▶ [GOAL]: Edit these lines so that "candle bulb" becomes "globe bulb" and nothing else changes, and leave the pictures out of your answer.
·····
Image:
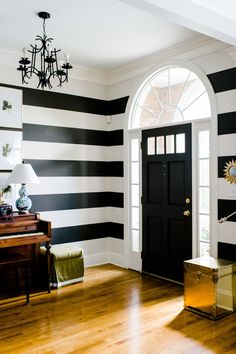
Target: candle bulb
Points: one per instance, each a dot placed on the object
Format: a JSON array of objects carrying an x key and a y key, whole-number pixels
[
  {"x": 24, "y": 52},
  {"x": 67, "y": 58}
]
·····
▶ [RESULT BELOW]:
Image:
Target: globe bulb
Points: one per instance, each a dot placed on the object
Format: a JSON array of objects carrying an x key and a y key, whole-number pixels
[
  {"x": 24, "y": 52},
  {"x": 67, "y": 58}
]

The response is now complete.